-------- EXTRACT PROVIDED --------

Noise And Irrationality Put Pantera On The Path Toward Radical Music

wide angle: Imagine a hypothetical debate about Pantera 's new album, "Reinventing the Steel" (Elektra), its first studio assault in four years. On one side of the line, envision the band's fans. They are thrilled to hear that the playing on "Reinventing" is bracingly tight; they are awed by guitarist Dimebag Darrell's array of buzz-plane, weed-whacking, wah-warped sounds. Now contemplate the other warring camp, the critics of heavy metal. They dislike the genre for its static rhythms, cliched minor-second riffs and stereotypical imagery.

But if one avoids the debate and instead studies Darrell's guitar sounds, one finds that his extremes of volume and distortion share common objectives with other forms of music. These forms--metal, free improvisation, modern classical and others--all use disturbed sounds and experiment with an aesthetic of irrationality, though they differ in degree. They also create contexts for the extreme sounds, and this is what determines the final effect the music has on the listener.

-------- STORED RECORDS --------

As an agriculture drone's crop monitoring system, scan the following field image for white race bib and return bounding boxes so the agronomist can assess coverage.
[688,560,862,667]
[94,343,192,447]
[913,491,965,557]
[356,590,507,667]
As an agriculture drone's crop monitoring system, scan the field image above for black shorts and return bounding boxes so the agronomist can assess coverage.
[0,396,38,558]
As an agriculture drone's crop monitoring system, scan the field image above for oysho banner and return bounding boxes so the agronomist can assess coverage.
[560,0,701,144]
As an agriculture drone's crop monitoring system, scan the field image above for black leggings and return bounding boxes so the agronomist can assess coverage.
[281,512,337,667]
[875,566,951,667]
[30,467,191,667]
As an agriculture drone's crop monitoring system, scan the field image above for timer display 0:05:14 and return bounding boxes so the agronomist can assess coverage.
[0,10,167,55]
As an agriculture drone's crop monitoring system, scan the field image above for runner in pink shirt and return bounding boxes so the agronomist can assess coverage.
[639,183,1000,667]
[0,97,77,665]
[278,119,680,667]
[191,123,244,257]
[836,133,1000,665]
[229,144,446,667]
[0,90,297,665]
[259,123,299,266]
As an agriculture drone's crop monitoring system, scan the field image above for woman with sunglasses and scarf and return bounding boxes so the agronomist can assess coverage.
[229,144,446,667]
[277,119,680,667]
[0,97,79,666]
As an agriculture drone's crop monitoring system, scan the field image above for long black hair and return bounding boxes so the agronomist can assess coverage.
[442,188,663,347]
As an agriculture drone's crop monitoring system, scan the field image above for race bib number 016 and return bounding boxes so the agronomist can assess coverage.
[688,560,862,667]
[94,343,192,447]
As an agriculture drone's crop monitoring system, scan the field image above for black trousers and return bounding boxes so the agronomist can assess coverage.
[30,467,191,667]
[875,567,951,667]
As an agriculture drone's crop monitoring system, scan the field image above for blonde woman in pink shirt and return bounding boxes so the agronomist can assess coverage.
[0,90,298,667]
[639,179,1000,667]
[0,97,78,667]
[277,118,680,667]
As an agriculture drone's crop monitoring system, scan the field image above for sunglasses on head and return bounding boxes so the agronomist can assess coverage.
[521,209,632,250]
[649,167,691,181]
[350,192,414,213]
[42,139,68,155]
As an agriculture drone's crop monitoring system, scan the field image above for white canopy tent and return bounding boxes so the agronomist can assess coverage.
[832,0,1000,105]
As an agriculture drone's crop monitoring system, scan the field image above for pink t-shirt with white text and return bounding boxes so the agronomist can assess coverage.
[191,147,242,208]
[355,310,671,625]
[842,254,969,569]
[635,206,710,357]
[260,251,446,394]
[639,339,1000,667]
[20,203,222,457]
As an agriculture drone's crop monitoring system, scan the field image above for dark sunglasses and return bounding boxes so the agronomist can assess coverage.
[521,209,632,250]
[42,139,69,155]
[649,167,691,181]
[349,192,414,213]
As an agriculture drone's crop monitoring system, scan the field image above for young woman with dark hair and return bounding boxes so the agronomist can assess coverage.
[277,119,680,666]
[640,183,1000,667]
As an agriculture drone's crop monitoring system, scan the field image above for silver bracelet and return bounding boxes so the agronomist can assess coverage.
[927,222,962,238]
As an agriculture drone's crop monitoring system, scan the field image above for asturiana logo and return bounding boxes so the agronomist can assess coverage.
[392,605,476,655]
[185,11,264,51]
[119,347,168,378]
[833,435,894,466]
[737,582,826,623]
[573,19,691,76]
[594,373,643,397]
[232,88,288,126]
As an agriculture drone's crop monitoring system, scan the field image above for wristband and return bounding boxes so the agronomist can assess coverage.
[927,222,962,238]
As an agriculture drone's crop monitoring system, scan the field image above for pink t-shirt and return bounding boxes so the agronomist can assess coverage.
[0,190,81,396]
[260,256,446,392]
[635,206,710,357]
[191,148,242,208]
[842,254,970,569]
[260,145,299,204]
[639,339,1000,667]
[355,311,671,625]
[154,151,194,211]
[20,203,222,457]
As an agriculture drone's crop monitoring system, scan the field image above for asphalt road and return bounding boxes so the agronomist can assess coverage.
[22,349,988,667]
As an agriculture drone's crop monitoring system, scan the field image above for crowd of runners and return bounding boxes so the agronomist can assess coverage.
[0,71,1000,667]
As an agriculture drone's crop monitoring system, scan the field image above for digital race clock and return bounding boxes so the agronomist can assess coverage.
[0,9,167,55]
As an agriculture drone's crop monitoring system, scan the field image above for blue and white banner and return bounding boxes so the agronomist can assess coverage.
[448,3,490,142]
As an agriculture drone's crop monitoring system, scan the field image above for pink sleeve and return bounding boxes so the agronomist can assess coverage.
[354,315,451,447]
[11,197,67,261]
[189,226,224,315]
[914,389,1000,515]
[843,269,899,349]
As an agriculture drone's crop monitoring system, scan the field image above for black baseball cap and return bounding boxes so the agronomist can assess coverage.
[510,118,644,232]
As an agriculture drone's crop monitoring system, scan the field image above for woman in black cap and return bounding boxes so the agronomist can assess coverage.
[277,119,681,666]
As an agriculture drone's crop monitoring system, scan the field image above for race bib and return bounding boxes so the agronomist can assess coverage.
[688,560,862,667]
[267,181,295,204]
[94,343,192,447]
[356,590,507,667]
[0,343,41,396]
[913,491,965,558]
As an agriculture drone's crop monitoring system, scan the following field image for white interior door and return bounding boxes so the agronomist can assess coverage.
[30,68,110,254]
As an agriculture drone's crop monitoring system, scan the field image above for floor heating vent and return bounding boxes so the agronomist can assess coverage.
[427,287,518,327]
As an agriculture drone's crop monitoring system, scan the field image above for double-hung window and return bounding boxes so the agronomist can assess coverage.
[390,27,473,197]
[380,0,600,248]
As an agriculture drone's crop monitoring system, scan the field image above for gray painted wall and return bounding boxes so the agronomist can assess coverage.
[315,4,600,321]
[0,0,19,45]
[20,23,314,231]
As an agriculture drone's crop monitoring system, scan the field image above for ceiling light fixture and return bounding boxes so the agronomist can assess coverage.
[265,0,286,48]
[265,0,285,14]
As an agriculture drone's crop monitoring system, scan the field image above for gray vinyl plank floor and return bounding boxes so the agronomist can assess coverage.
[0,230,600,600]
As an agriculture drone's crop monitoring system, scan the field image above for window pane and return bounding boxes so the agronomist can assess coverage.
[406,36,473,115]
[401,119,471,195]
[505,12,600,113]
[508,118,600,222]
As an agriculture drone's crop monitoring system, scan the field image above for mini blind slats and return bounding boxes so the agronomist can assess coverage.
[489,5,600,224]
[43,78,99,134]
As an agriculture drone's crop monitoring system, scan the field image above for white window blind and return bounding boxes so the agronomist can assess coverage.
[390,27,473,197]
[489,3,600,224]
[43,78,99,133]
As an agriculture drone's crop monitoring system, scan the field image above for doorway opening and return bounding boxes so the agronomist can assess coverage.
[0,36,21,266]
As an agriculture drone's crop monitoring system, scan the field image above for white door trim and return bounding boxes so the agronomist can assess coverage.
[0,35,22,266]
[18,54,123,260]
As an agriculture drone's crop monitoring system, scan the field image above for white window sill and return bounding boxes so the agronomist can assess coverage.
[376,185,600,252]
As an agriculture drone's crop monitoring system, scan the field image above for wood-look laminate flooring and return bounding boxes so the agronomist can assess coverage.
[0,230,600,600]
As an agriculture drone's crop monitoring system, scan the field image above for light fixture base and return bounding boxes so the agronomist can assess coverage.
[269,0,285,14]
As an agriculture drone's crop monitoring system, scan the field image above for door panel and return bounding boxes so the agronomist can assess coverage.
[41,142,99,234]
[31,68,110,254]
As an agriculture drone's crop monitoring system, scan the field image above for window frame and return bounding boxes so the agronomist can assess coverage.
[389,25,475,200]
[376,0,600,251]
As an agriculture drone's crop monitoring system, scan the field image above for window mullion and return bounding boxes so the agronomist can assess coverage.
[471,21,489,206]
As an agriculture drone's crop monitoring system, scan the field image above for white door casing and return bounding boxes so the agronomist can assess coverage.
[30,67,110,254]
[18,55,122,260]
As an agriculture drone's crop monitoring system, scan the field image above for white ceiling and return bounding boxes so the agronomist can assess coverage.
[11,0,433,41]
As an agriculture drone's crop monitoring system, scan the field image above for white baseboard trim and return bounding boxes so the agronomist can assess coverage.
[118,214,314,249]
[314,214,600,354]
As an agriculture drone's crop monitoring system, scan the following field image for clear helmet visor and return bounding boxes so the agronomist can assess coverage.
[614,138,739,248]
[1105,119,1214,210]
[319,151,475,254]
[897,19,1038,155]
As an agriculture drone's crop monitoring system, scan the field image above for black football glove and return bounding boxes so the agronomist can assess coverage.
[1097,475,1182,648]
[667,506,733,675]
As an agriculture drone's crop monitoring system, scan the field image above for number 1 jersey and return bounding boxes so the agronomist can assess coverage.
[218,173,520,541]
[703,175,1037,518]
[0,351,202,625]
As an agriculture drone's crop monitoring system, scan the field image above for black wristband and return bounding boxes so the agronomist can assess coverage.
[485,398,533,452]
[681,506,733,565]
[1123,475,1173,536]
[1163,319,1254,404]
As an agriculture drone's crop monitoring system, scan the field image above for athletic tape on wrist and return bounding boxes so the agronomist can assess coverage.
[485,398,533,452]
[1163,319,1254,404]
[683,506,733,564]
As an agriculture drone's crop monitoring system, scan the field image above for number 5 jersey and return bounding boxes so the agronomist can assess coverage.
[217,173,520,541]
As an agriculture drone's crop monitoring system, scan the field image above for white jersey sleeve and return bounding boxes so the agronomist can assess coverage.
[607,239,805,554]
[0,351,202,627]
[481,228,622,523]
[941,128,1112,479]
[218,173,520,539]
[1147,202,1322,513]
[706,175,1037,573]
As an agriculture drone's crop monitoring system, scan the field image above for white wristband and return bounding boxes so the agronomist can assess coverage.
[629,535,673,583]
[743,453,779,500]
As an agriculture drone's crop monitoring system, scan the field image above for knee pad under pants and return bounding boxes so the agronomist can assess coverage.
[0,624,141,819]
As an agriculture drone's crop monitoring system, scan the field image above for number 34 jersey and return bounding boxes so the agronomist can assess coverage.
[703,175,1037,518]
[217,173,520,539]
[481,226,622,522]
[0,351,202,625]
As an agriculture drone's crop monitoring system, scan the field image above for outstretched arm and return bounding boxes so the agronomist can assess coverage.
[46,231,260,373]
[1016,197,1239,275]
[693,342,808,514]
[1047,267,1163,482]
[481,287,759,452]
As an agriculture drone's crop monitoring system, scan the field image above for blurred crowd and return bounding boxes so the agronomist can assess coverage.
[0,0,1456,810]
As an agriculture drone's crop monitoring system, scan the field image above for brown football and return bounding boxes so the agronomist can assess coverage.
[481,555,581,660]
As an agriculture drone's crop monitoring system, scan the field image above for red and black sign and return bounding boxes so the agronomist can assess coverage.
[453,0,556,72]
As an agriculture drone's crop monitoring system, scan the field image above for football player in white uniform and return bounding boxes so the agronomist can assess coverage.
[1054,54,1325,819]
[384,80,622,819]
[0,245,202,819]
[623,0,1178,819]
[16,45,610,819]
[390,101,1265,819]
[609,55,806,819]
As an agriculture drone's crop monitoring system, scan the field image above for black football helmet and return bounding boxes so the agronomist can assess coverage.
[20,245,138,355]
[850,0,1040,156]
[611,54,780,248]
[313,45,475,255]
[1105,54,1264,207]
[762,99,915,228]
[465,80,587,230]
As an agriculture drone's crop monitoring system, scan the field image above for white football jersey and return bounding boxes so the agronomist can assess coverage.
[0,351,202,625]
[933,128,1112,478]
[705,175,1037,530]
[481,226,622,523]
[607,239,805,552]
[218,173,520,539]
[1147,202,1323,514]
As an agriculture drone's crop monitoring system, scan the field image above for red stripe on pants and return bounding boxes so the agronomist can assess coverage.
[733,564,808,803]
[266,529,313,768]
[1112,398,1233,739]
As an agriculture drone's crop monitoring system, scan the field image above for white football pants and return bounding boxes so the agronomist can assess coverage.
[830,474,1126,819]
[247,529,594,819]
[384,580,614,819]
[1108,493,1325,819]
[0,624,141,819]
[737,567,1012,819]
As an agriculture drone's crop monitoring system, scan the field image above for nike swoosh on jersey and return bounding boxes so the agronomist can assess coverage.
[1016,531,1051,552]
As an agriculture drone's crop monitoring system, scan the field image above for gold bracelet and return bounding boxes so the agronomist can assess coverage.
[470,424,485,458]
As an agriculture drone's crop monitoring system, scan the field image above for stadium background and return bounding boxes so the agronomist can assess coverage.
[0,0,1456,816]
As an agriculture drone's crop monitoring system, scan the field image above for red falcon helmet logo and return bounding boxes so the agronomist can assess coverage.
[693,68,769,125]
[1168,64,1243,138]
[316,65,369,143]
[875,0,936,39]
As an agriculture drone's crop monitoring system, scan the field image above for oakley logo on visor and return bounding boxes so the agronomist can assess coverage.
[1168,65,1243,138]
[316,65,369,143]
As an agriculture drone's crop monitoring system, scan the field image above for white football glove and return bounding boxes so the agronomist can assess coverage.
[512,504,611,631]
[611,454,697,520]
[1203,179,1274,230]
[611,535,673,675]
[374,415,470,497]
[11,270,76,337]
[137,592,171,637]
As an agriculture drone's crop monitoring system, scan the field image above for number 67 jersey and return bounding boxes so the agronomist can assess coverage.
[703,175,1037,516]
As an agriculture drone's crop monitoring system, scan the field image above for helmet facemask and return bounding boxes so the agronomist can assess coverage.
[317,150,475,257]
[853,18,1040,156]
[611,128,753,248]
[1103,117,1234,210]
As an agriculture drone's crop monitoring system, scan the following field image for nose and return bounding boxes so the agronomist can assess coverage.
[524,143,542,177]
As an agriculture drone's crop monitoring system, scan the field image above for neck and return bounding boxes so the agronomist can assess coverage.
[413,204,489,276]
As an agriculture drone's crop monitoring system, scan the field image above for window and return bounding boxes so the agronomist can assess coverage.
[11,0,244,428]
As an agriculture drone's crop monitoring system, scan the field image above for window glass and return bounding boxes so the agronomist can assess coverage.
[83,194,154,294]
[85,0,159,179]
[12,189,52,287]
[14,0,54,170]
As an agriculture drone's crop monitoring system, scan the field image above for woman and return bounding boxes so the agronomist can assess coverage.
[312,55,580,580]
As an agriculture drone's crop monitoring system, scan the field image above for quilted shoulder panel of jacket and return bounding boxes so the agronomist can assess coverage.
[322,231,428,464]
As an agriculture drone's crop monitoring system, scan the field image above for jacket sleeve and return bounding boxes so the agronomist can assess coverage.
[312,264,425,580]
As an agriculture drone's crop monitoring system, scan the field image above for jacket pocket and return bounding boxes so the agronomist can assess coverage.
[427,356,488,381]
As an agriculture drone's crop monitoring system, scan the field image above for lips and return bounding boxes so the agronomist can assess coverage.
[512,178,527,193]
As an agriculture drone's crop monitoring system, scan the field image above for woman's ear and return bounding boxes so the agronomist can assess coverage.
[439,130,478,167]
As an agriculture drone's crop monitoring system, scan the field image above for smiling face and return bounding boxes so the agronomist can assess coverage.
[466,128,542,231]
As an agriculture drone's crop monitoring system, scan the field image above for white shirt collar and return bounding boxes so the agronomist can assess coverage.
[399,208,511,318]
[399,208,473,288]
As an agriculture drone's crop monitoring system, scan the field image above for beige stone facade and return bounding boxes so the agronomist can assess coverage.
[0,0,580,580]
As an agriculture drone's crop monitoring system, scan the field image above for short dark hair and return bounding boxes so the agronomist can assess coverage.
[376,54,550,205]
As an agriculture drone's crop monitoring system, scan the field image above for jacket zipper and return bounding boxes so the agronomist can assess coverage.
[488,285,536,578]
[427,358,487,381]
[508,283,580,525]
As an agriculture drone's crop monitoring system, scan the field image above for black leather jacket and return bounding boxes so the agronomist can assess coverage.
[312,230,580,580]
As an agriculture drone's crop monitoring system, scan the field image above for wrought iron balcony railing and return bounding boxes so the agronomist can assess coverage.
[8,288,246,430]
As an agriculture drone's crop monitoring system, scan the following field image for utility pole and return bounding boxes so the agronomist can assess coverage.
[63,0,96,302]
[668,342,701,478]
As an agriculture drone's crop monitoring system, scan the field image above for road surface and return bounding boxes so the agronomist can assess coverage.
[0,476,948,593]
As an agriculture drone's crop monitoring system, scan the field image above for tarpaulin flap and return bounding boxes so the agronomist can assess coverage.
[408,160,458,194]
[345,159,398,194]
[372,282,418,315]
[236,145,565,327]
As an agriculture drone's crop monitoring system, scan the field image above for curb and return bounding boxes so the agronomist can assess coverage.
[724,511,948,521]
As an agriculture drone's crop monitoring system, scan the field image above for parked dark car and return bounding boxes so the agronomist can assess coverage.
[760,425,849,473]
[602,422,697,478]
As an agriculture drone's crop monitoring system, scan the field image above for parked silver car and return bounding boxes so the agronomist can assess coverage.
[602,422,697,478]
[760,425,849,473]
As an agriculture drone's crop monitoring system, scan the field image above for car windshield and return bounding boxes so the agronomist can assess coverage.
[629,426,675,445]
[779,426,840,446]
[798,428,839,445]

--------

REQUIREMENT A: Using the Pantera piece, explain in one to three sentences why critics of heavy metal dislike the genre.
REQUIREMENT B: Extend the Pantera piece past its final sentence, keeping its critical voice and its focus on extreme sounds and the contexts that shape them.

WRITTEN REPLY A: Critics of heavy metal dislike the genre because of its static rhythms, its cliched minor-second riffs and its stereotypical imagery.

WRITTEN REPLY B:
Darrell seems to try for guitar sounds that are new (to him)--for example, his last solo at the end of "Goddamn Electric," which might be described as an extremely overdriven theremin-like sound crossed with a piercing radio signal that can't be tuned in. The same can be said of guitarist Nels Cline , who also went to extremes of distortion and feedback on last year's "Interstellar Space: The Music of John Coltrane" (Atavistic). Pairing Cline with drummer Gregg Bendian , the disc is a set of no-holds-barred improvisations that don't clearly fit into the free jazz or jazz-rock fusion genres. Darrell is similarly extreme in his piercing, descending-scale riff and his main guitar part on "You've Got To Belong To It," in which he wavers his pitch as if he's slowing down and revving up a table saw. These are examples of heavy metal's connection to machine sounds and sonic sources that seem to be malfunctioning or disturbed.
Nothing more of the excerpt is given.